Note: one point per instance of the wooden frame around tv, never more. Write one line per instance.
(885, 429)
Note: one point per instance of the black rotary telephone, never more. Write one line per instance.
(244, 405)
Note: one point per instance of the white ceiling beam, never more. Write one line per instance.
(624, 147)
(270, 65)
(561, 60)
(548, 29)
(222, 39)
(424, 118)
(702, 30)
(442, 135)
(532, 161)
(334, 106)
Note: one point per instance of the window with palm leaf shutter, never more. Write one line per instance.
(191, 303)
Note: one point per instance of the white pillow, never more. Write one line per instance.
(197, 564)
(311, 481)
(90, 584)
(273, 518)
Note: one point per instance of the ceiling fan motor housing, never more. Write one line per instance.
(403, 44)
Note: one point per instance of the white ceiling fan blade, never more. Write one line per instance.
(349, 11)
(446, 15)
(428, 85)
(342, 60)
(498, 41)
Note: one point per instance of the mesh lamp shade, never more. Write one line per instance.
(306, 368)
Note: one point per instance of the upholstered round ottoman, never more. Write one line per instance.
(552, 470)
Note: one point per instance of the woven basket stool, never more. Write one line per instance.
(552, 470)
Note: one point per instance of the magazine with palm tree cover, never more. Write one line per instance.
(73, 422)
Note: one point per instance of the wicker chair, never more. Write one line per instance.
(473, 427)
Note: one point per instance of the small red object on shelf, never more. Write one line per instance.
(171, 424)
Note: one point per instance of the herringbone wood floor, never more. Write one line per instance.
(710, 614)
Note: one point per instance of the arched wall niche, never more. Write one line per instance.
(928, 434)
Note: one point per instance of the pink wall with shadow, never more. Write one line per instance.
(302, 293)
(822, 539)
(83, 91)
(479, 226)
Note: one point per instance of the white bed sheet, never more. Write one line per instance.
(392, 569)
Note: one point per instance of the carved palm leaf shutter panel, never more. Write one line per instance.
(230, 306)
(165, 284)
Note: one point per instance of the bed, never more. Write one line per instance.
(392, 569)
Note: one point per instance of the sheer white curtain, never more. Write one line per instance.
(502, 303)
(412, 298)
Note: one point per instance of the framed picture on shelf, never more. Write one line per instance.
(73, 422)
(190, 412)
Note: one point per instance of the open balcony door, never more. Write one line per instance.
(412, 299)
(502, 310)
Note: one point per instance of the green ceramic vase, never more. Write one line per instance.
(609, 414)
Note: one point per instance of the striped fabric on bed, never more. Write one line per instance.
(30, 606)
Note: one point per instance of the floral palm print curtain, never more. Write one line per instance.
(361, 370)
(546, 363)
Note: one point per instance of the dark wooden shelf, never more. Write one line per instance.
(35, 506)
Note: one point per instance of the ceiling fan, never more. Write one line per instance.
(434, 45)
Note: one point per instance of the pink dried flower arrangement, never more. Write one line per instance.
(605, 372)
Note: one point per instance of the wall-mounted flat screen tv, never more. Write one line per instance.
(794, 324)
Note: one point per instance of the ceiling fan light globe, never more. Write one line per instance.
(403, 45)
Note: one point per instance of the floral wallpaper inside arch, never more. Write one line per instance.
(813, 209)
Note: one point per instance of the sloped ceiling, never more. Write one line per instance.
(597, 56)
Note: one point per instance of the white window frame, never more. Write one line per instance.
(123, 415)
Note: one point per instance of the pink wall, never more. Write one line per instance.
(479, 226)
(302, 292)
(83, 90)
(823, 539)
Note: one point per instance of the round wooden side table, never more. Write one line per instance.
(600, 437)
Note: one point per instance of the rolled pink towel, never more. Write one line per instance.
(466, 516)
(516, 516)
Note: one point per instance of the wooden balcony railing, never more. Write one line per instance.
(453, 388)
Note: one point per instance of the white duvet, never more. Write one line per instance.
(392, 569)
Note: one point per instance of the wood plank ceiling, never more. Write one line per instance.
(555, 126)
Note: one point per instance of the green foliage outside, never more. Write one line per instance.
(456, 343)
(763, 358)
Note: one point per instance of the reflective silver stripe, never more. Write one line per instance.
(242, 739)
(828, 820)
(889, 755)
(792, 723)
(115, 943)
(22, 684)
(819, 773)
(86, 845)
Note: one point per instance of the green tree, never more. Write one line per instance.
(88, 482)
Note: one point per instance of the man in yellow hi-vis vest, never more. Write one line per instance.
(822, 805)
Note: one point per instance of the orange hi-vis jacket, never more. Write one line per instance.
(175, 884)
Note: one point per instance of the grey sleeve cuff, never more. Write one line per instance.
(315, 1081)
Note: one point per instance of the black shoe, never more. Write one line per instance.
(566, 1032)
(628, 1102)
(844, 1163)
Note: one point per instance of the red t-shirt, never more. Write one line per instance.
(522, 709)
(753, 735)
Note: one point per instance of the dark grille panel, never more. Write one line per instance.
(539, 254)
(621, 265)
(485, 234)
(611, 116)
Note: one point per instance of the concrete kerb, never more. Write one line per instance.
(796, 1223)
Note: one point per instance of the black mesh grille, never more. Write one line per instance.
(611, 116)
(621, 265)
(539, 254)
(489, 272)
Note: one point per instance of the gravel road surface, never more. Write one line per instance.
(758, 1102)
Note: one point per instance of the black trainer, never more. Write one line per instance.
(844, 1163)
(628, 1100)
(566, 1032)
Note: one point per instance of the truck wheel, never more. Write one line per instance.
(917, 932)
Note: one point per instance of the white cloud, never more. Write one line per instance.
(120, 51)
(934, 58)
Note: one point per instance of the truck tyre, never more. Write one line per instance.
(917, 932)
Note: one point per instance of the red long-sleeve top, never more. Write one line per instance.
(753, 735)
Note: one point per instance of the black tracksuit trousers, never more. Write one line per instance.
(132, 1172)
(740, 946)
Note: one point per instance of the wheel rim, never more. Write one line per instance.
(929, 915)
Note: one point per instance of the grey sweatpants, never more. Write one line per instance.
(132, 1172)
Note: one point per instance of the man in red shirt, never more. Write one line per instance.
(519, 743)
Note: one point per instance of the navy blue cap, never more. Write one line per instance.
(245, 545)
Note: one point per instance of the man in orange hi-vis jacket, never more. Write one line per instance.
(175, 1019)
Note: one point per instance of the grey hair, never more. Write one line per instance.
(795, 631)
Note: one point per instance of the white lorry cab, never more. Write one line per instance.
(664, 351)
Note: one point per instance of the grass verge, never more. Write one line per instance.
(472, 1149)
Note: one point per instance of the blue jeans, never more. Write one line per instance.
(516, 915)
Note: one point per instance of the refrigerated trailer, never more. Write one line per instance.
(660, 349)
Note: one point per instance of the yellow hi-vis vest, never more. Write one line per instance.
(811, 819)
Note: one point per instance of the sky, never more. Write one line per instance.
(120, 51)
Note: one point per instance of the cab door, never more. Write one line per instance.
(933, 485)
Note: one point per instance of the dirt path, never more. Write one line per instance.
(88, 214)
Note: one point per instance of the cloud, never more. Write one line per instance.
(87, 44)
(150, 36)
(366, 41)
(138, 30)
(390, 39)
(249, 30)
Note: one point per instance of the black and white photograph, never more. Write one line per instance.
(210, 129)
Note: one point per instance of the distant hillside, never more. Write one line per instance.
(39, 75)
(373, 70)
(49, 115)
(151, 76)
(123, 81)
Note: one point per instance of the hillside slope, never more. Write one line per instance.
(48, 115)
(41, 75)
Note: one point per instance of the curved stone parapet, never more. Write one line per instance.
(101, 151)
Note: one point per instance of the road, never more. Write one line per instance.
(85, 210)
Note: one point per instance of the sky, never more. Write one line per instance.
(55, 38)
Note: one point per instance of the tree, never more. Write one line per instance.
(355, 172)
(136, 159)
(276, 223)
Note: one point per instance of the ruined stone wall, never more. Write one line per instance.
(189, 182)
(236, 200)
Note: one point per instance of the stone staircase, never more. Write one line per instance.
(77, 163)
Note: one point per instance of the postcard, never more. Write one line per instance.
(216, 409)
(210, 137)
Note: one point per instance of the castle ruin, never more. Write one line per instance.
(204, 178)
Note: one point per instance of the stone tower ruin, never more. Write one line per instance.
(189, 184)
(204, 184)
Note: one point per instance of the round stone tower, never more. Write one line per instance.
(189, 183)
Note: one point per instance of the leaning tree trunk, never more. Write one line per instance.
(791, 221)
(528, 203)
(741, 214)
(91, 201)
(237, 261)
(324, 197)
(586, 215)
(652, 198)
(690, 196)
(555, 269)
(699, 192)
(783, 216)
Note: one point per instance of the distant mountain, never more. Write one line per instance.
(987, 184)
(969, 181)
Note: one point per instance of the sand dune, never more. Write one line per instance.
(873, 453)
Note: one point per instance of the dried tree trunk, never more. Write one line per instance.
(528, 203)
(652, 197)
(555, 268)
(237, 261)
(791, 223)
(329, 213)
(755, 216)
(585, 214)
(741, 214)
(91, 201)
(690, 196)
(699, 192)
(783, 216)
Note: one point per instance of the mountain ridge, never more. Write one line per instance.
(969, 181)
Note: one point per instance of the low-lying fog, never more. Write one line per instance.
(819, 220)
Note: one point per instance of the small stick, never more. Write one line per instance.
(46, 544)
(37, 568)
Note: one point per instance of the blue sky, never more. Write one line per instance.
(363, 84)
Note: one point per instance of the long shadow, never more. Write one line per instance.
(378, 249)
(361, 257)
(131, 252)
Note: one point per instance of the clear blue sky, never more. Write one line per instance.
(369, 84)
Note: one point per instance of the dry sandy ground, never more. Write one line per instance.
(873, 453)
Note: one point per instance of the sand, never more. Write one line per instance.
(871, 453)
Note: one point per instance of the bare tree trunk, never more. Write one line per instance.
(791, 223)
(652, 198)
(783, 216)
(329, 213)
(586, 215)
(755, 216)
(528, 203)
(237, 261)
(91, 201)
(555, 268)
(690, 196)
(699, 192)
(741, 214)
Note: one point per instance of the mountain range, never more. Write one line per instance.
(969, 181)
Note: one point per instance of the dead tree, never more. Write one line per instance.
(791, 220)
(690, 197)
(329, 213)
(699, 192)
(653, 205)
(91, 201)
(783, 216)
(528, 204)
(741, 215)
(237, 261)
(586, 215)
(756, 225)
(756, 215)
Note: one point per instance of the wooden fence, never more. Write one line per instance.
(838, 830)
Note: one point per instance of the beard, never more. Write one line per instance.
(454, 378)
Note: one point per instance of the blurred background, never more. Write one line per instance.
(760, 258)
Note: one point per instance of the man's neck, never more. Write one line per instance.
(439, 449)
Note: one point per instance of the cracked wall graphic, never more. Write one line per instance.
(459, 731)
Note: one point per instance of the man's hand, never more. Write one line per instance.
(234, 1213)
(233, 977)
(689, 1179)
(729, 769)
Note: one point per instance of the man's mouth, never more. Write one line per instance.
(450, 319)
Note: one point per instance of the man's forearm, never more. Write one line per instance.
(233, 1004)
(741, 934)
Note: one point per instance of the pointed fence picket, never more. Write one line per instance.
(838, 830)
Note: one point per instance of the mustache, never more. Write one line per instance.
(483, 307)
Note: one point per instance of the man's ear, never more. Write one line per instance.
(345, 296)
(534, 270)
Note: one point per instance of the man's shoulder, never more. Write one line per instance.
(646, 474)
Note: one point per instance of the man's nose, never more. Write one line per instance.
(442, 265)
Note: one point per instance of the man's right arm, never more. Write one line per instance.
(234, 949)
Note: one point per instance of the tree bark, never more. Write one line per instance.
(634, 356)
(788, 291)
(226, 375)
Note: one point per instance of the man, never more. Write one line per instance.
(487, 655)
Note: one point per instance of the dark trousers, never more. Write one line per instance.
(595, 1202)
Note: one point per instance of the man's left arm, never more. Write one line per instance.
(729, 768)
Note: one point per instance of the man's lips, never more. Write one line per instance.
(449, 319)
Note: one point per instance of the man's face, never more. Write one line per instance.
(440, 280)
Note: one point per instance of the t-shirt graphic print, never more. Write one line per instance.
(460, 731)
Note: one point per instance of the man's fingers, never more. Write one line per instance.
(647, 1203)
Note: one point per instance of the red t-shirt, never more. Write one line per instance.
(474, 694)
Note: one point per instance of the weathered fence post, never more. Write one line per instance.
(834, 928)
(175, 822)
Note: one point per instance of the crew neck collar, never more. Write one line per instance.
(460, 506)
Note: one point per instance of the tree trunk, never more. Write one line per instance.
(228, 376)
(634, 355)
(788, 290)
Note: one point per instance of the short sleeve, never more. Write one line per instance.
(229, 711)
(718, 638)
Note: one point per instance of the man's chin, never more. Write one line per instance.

• • • • •

:: Your instructions ::
Copy everything from the line that contains "Note: one point per instance of the man, never" down to the end of the items, keeping each line the same.

:: Answer for this exercise ::
Note: one point per instance of the man, never more. Write one line per instance.
(487, 655)
Note: one point per instance of the dark trousers, never more. Write one line per instance.
(595, 1202)
Note: one point per instance of the man's left arm, never more. Write one line per instance.
(729, 768)
Note: one point per instance of the man's lips, never more. Write one line per instance.
(449, 319)
Note: one point per instance of the man's face, never more. Write one line per instance.
(440, 280)
Note: one point per instance of the t-shirt graphic print, never more. Write one line per instance.
(460, 731)
Note: one point per instance of the man's fingers, never more. Write one line per instance.
(647, 1203)
Note: one point per instance of the red t-shirt, never more. Write one line per instance.
(474, 694)
Note: one point per instance of the weathered fence post, never more. Write one line per instance.
(834, 928)
(175, 822)
Note: one point per instance of the crew neck collar, never more. Write one line per instance.
(460, 506)
Note: one point per instance of the tree trunk, never more. Write one line per instance.
(228, 376)
(634, 355)
(788, 290)
Note: one point per instance of the short sleeve, never more. Write one line per instance.
(229, 711)
(718, 638)
Note: one point per instance of the man's chin, never more. Write one line per instance.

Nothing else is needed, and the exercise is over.